Pointing dataset excerpts
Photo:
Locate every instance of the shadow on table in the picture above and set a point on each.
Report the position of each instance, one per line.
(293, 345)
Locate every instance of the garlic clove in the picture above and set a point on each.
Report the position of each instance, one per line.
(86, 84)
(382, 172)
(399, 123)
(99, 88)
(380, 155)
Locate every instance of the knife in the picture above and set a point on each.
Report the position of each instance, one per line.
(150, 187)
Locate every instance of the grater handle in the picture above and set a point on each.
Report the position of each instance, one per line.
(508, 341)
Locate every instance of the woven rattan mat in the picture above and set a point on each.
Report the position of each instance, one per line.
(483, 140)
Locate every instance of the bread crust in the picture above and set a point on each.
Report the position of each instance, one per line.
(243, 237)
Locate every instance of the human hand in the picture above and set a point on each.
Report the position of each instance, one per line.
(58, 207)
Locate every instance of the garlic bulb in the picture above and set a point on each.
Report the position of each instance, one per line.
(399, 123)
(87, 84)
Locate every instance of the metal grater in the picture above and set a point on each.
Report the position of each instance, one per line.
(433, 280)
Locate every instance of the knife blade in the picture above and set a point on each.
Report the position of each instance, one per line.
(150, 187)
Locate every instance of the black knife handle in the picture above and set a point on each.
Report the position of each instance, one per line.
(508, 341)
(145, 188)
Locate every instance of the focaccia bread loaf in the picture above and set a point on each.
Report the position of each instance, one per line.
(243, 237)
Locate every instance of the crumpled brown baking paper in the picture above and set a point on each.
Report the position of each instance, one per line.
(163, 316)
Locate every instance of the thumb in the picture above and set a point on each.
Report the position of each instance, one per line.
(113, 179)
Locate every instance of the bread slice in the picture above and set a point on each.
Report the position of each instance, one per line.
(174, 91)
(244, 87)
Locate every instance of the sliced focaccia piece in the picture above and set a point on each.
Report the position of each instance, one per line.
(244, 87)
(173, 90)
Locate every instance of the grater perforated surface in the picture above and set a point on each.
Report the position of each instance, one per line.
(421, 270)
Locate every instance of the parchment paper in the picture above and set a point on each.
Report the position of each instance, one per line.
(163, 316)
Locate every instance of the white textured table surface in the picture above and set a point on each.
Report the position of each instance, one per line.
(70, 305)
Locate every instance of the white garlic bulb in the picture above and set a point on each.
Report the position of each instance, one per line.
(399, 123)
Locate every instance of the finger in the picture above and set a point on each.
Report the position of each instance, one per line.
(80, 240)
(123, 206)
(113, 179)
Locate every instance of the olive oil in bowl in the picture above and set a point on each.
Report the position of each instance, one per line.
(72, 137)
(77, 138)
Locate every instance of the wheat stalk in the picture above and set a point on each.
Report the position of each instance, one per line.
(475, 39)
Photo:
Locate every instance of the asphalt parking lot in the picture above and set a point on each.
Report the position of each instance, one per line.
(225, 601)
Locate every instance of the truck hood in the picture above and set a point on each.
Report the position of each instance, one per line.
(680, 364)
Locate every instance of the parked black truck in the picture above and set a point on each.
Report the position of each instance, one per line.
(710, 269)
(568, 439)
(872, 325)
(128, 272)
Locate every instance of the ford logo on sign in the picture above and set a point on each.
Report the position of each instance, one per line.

- [WHAT YOU NEED TO DO]: Put the lines from the one holding "Locate every instance of the wheat" through the end of the listing, inclusive, into a Markdown table with a Row column for the row number and a Line column for the text. Leave out blank lines.

- [THE OUTPUT]:
| Row | Line |
|---|---|
| 1 | Locate every instance of the wheat stalk in the picture above and set a point on each. |
| 2 | Report the position of each instance, one per line. |
| 3 | (475, 39) |
| 4 | Photo: |
| 5 | Locate every instance of the asphalt parking lot in the picture above and set a point on each. |
| 6 | Report the position of each instance, one per line. |
| 7 | (225, 601) |
| 8 | Locate every instance of the truck hood in the picture above and set a point on each. |
| 9 | Report the position of each instance, one per line. |
| 10 | (680, 364) |
| 11 | Locate every instance of the parked black truck in the picture above and set a point on each. |
| 12 | Report the position of each instance, one per line. |
| 13 | (710, 269) |
| 14 | (568, 439) |
| 15 | (872, 325) |
| 16 | (128, 272) |
| 17 | Locate every instance of the ford logo on sign in the picture above and set a point on each. |
| 18 | Report the position of each instance, one per line. |